Show every line below that contains the string "balloon". Case matters.

* _Entries provided_
____
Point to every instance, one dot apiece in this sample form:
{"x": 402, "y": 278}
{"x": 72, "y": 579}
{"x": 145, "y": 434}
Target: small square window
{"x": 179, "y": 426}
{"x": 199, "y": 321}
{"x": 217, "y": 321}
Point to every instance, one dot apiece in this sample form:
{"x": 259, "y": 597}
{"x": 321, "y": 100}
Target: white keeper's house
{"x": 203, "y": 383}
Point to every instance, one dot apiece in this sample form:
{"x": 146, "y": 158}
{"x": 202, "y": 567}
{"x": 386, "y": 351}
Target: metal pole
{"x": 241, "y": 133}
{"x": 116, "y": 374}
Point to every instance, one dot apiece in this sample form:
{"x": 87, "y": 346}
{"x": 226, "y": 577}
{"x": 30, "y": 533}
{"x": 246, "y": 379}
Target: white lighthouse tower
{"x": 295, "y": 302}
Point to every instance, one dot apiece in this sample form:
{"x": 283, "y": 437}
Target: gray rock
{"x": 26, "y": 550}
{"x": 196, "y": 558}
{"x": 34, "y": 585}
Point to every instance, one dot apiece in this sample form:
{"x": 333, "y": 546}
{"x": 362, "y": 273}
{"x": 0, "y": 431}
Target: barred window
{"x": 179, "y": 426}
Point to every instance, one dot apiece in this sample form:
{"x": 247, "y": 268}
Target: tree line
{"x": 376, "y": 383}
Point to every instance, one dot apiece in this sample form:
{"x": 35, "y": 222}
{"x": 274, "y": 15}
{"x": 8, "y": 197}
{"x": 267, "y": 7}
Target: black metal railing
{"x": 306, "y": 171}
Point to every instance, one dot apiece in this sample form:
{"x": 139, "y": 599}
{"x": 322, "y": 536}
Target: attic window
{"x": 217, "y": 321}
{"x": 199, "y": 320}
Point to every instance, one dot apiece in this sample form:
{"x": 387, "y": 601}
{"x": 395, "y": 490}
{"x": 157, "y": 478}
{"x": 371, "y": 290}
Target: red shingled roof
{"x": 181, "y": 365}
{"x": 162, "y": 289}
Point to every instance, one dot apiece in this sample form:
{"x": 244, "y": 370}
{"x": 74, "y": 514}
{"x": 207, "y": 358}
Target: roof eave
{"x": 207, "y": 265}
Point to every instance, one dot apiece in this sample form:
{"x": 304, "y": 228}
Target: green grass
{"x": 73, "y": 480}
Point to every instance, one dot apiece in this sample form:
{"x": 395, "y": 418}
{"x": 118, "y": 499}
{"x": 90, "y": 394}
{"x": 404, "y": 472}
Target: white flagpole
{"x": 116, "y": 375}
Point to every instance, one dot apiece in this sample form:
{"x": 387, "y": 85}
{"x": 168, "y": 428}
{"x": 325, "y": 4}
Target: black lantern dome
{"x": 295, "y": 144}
____
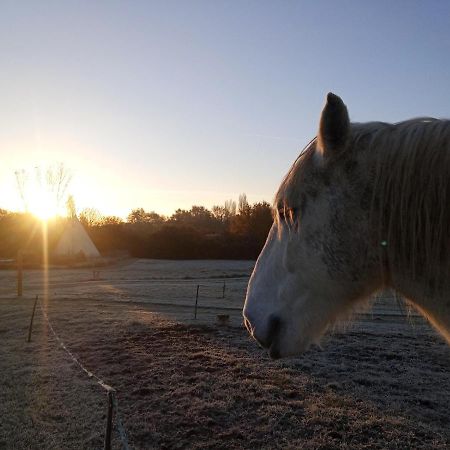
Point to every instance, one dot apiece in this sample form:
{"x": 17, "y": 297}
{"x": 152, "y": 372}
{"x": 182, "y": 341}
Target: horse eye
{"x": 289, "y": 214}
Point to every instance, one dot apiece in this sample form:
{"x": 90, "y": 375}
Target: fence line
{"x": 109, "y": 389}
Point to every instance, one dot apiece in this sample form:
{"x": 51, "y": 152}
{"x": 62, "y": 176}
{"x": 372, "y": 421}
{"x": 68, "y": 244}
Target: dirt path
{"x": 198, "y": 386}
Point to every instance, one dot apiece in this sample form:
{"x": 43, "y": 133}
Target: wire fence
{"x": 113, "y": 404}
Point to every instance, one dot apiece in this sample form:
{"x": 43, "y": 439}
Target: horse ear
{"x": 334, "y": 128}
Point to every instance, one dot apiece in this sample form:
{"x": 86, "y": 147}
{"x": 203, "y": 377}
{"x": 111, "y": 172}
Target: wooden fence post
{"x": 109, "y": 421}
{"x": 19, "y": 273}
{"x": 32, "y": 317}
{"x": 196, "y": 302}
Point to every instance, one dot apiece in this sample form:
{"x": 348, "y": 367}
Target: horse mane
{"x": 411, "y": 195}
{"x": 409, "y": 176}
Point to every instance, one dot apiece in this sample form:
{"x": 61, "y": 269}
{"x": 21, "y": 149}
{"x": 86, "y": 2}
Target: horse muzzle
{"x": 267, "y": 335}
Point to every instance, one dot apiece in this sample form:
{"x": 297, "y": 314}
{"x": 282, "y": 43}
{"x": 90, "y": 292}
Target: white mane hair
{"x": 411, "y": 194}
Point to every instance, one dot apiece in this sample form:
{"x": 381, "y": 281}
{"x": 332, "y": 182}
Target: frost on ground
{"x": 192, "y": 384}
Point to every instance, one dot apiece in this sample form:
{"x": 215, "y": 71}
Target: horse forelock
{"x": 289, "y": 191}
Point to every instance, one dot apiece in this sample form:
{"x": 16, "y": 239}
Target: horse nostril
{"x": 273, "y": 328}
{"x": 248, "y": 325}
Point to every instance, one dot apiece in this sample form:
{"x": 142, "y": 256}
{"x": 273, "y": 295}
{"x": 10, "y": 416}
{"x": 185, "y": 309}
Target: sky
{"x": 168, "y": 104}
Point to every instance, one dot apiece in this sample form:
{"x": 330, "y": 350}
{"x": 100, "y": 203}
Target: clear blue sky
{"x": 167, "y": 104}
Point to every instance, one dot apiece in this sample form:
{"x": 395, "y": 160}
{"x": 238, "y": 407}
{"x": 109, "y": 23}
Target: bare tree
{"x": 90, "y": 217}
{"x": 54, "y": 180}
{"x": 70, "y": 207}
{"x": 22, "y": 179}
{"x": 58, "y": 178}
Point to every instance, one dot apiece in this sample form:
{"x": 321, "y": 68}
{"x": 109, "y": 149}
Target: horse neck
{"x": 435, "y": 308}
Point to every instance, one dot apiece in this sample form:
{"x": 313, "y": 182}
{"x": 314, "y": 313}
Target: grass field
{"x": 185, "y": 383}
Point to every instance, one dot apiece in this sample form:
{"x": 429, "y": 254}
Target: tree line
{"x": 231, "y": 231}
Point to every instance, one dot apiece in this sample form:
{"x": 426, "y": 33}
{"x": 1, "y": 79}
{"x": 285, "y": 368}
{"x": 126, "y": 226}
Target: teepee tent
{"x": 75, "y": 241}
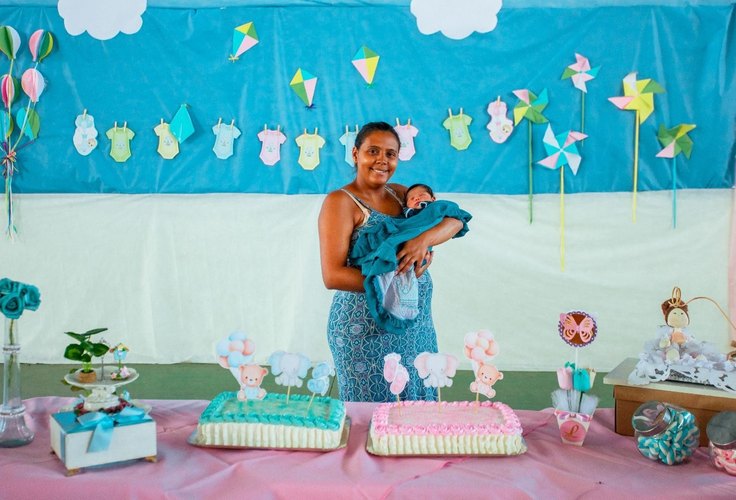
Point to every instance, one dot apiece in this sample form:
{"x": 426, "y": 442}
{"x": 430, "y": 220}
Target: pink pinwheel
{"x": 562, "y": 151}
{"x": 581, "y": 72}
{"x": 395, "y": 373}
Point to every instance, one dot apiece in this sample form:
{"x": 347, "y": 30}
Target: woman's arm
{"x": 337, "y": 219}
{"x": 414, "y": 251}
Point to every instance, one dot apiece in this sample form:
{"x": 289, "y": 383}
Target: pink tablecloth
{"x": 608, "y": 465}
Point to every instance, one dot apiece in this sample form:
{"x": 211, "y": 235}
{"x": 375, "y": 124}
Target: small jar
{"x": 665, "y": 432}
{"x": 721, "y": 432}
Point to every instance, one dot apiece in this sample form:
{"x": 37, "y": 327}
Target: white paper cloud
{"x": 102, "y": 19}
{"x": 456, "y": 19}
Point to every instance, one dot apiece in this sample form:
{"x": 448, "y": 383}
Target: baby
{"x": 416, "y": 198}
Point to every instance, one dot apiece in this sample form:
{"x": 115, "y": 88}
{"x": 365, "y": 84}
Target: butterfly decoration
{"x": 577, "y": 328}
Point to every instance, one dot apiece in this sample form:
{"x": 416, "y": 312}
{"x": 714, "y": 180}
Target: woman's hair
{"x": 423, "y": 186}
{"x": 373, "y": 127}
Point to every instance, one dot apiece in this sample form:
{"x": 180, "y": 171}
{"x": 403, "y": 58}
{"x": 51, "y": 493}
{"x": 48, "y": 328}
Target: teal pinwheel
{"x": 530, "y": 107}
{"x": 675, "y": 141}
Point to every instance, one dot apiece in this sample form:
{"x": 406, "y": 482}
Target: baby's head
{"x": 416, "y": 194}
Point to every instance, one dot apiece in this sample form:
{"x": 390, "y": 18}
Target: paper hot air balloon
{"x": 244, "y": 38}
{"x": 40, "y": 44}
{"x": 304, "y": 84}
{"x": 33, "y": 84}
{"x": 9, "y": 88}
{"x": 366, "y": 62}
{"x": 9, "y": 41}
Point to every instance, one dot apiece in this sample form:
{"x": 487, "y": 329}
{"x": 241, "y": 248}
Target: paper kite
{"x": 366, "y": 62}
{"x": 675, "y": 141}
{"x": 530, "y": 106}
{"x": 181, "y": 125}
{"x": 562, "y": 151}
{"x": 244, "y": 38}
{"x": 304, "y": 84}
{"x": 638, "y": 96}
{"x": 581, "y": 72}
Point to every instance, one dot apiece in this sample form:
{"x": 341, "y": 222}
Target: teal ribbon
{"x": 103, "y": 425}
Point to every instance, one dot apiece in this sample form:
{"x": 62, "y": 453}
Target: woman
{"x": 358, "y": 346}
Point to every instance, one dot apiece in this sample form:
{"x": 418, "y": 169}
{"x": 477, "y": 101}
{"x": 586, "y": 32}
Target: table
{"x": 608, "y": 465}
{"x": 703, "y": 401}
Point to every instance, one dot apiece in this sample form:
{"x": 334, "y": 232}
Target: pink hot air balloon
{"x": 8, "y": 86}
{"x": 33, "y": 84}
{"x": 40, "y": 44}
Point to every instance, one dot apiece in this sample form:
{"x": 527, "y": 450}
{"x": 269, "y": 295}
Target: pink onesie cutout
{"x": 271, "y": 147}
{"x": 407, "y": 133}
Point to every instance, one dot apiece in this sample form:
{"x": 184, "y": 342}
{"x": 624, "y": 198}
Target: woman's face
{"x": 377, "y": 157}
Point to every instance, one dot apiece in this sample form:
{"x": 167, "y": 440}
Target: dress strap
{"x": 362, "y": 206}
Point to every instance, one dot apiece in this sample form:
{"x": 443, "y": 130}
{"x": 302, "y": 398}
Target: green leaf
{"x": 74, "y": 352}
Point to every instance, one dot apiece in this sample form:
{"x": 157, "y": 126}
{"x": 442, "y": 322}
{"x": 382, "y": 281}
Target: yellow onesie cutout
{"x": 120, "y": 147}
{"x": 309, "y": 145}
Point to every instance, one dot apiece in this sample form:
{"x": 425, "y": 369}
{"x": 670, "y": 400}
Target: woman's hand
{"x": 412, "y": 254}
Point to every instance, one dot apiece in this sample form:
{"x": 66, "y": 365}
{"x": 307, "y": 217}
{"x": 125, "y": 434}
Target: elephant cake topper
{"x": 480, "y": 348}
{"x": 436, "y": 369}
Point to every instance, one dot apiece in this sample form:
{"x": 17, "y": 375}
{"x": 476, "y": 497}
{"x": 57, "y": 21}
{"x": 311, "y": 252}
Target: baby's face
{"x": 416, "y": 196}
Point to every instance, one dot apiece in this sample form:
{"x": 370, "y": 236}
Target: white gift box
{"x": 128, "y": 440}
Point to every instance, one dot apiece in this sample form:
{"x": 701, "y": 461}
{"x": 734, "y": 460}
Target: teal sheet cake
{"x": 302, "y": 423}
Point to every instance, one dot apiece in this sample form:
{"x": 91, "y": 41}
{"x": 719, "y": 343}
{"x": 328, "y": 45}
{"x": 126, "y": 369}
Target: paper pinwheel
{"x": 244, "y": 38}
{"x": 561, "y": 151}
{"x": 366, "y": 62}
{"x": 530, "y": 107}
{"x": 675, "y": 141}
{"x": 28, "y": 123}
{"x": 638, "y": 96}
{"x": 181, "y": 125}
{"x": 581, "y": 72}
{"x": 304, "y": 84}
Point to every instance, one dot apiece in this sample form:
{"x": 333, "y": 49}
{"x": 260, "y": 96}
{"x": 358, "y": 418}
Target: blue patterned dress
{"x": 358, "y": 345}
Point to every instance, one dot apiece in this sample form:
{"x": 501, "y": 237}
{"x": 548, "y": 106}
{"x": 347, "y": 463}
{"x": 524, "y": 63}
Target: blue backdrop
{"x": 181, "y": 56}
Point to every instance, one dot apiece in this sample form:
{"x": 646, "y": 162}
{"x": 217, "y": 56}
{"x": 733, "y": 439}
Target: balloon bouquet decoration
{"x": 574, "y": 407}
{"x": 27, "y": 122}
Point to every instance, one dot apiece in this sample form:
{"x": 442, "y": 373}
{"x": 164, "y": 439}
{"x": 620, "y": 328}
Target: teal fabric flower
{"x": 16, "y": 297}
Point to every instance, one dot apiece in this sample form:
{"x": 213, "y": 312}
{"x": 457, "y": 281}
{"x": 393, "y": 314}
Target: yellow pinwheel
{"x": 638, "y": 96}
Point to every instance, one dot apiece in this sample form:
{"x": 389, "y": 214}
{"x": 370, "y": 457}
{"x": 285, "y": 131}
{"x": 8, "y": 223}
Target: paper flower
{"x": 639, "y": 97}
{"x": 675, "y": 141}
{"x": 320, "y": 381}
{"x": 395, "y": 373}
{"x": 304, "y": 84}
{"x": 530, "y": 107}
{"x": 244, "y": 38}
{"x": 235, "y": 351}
____
* _Final answer_
Target: paper hot air balloon
Target: pink hot air balloon
Target: balloon bouquet decoration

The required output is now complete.